DATASET:
:::

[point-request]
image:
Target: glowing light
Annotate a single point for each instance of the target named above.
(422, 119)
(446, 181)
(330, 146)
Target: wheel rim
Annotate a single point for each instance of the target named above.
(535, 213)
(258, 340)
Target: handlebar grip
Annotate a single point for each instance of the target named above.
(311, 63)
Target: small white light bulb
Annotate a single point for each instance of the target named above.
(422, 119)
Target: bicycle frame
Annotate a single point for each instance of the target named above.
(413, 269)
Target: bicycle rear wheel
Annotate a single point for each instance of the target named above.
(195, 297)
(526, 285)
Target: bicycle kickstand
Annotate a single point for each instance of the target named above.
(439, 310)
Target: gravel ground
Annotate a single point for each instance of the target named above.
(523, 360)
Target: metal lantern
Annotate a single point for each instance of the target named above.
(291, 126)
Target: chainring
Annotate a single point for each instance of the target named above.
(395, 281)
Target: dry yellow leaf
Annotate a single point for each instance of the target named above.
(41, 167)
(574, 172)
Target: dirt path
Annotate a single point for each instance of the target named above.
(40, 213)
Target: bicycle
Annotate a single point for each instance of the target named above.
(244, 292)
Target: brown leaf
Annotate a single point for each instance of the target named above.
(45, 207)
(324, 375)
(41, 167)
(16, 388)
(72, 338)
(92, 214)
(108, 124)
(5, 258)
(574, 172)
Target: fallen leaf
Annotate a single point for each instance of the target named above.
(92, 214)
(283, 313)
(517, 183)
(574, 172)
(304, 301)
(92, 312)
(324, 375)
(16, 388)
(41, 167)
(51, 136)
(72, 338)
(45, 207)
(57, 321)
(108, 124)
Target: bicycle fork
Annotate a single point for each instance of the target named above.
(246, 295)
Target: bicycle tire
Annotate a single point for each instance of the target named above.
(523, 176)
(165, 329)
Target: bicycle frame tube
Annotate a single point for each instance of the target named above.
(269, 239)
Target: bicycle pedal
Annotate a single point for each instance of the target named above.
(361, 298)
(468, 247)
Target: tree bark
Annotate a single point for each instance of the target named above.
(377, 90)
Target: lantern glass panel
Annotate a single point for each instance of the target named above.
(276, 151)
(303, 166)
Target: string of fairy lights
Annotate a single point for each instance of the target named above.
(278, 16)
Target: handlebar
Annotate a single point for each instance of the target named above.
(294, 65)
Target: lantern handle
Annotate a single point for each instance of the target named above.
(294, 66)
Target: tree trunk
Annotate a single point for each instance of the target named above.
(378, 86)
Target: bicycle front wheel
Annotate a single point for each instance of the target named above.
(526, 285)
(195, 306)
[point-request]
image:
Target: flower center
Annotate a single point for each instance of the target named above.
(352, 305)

:::

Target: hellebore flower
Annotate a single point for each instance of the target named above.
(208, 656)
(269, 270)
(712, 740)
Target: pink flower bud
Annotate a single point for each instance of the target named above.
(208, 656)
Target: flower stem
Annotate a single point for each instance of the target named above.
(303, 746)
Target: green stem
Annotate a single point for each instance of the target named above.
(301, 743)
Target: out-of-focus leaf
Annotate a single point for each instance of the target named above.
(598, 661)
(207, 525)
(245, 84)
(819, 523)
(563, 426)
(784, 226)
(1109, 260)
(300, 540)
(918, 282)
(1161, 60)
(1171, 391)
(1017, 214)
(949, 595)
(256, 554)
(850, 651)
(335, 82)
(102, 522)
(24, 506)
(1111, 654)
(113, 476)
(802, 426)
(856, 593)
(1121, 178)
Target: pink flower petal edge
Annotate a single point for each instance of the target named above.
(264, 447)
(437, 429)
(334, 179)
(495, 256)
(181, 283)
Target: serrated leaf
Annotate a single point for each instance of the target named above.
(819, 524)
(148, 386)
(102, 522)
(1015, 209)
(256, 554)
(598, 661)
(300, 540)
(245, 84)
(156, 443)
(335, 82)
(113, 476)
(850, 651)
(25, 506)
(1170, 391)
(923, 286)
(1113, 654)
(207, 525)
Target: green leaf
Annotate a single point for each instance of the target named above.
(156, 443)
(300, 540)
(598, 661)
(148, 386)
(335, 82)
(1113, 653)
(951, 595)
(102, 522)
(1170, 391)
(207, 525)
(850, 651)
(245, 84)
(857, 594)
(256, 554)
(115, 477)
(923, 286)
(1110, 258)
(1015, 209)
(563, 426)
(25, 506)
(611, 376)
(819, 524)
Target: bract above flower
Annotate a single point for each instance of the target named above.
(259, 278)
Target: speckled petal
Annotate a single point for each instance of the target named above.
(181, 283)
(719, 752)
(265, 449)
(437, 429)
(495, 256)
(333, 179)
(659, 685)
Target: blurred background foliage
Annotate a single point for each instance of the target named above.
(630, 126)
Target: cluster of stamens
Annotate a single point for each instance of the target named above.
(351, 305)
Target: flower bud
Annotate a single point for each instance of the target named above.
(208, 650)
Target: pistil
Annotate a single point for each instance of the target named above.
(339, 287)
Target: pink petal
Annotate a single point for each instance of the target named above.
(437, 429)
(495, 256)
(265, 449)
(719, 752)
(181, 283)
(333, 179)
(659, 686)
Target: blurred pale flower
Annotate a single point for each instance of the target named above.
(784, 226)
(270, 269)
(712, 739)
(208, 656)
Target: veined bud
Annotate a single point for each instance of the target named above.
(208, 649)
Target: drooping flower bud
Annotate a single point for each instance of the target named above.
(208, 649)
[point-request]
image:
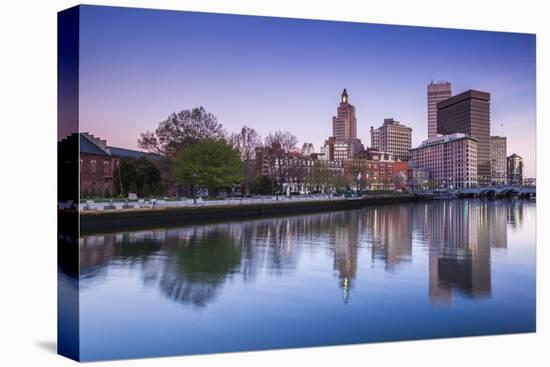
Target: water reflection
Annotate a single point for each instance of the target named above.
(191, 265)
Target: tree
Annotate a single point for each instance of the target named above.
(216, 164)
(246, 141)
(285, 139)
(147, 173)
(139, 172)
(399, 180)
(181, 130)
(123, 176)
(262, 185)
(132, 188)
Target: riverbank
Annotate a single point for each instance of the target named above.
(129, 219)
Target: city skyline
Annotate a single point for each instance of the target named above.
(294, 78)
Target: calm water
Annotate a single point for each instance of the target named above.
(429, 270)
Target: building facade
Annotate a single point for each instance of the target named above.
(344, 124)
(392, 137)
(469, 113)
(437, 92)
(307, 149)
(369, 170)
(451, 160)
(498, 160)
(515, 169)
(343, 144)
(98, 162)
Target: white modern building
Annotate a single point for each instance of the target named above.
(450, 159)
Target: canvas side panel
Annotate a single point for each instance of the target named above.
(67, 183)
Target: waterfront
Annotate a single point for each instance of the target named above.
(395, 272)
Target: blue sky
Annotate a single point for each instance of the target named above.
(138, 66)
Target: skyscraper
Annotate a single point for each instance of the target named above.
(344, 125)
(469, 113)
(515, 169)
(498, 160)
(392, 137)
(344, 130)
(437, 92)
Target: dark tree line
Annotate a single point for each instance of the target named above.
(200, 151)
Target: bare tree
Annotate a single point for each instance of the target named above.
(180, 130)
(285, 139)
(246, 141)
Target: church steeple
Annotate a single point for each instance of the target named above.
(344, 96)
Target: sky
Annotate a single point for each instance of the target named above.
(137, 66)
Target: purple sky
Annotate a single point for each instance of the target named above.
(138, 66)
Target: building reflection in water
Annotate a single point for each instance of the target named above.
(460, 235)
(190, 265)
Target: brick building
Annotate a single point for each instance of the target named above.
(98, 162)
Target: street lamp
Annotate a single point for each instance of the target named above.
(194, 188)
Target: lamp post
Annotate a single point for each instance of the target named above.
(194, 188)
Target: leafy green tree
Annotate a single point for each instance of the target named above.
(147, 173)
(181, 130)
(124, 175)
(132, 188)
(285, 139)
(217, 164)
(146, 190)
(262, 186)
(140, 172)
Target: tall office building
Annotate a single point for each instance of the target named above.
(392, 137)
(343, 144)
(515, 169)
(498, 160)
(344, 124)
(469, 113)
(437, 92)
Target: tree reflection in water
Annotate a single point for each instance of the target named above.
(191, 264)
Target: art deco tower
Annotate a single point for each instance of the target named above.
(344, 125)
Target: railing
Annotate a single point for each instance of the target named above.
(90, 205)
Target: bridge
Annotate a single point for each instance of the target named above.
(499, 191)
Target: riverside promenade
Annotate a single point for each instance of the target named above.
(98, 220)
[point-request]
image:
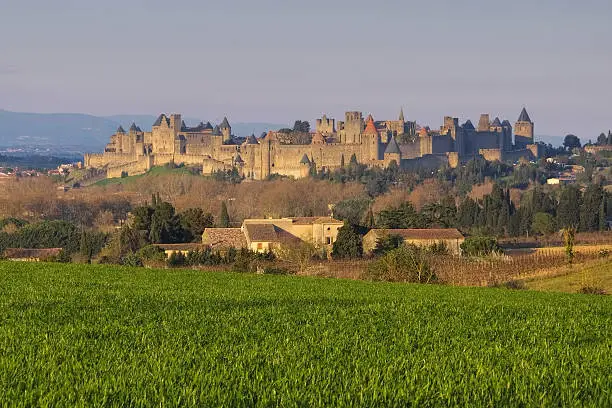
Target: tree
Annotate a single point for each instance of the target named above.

:::

WHAT YOU NEED TO DO:
Gather every line of the data above that contains the word "green".

OUTPUT:
Target: green stem
Target: green leaf
Target: leafy green tree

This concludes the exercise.